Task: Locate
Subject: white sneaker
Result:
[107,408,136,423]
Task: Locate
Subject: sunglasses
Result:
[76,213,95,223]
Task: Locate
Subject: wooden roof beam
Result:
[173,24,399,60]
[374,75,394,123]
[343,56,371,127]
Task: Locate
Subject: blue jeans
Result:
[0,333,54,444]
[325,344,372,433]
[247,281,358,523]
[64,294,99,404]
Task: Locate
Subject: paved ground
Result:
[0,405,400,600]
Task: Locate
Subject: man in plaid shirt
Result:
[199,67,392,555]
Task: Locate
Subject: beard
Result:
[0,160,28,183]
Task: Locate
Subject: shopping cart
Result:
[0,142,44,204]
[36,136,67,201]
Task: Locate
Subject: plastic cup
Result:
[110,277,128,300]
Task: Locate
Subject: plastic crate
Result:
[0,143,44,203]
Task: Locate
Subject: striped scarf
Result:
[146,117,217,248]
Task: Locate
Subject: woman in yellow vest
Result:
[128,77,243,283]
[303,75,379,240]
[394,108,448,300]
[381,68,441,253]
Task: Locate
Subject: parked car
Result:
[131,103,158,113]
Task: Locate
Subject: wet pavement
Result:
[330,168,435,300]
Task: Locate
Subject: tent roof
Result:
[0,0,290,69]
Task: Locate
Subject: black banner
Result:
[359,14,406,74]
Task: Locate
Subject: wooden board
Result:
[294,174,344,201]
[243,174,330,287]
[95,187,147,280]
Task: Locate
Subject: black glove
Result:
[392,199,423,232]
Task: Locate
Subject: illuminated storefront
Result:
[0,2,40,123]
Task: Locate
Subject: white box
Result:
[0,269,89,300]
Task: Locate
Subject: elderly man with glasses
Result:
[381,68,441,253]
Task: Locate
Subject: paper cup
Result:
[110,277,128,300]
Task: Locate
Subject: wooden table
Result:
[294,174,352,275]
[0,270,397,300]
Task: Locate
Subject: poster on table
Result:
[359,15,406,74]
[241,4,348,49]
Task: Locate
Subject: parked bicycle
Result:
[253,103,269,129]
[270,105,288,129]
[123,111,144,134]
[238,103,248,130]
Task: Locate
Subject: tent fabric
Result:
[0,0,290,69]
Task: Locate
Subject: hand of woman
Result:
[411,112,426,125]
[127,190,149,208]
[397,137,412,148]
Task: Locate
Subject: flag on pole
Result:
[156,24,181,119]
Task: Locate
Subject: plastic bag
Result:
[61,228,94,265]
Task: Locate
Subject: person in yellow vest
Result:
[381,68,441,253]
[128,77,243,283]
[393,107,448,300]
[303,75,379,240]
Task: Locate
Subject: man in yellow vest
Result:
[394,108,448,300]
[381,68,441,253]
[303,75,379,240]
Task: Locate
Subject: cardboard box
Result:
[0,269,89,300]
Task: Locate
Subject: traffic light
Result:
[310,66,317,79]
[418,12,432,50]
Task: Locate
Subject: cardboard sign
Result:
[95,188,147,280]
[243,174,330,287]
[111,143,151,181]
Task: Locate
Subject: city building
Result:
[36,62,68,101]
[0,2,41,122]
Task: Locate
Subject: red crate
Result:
══════════
Rewrite the material as a numbered list, starting at its first line and ending after the line that contains "[61,228,94,265]", with blank lines omitted.

Answer for the task =
1. Task: Locate
2. Subject: white sneaker
3. Result:
4. [107,408,136,423]
5. Task: Locate
6. Subject: sunglasses
7. Result:
8. [76,213,95,223]
9. Task: Locate
10. Subject: wooden roof beam
11. Result:
12. [173,24,399,60]
13. [374,75,394,123]
14. [343,56,371,127]
15. Task: Locate
16. Subject: blue jeans
17. Result:
18. [0,333,54,444]
19. [325,344,372,433]
20. [247,281,358,523]
21. [64,294,99,404]
22. Task: Locate
23. Subject: paved ground
24. Result:
25. [0,405,400,600]
26. Task: Locate
27. Subject: man in plaid shirt
28. Result:
29. [199,67,392,555]
30. Task: Locate
31. Subject: beard
32. Result:
33. [0,160,28,183]
34. Task: Locate
35. Subject: shopping cart
36. Result:
37. [0,142,44,204]
38. [36,136,67,201]
39. Task: Locate
40. Subject: plastic cup
41. Result:
42. [110,277,128,300]
43. Task: Locate
44. Subject: plastic crate
45. Result:
46. [0,143,44,203]
47. Task: Locate
48. Subject: striped scarf
49. Result:
50. [146,117,217,248]
51. Task: Locate
52. Subject: woman in yellow vest
53. Result:
54. [128,77,243,283]
55. [303,75,379,240]
56. [394,108,448,300]
57. [381,68,441,253]
58. Task: Locate
59. Subject: parked car
60. Result:
61. [131,103,158,113]
62. Task: Locate
63. Subject: wet pavement
64. Result:
65. [330,168,435,300]
66. Task: Locate
67. Subject: tent roof
68. Result:
69. [0,0,290,69]
70. Task: Locate
71. Subject: black banner
72. Result:
73. [359,14,406,74]
74. Task: Locate
75. Subject: wooden board
76. Result:
77. [294,174,344,201]
78. [243,174,330,287]
79. [95,187,147,280]
80. Task: Locate
81. Subject: black glove
82. Result:
83. [392,199,423,232]
84. Task: Locate
85. Subject: illuminated storefront
86. Result:
87. [0,2,40,123]
88. Task: Locate
89. Subject: white box
90. Result:
91. [0,269,89,300]
92. Task: Locate
93. Subject: elderly man with glasses
94. Result:
95. [381,68,441,253]
96. Task: Locate
97. Subject: paper cup
98. Result:
99. [110,277,128,300]
100. Task: Locate
101. Subject: wooden table
102. Result:
103. [294,174,352,275]
104. [0,270,397,300]
105. Task: Locate
106. Subject: poster on table
107. Result:
108. [359,15,406,74]
109. [241,4,348,49]
110. Task: Locate
111. Subject: parked bicycle
112. Result:
113. [253,103,269,129]
114. [270,105,288,129]
115. [123,111,144,134]
116. [238,103,248,130]
117. Task: Locate
118. Subject: tent fabric
119. Result:
120. [0,0,290,69]
121. Task: Locate
122. Subject: hand of woman
123. Result:
124. [411,112,426,125]
125. [127,190,149,208]
126. [397,137,412,148]
127. Task: Locate
128. Subject: flag on pole
129. Result:
130. [156,24,181,119]
131. Task: Locate
132. Subject: plastic bag
133. Result:
134. [61,228,94,265]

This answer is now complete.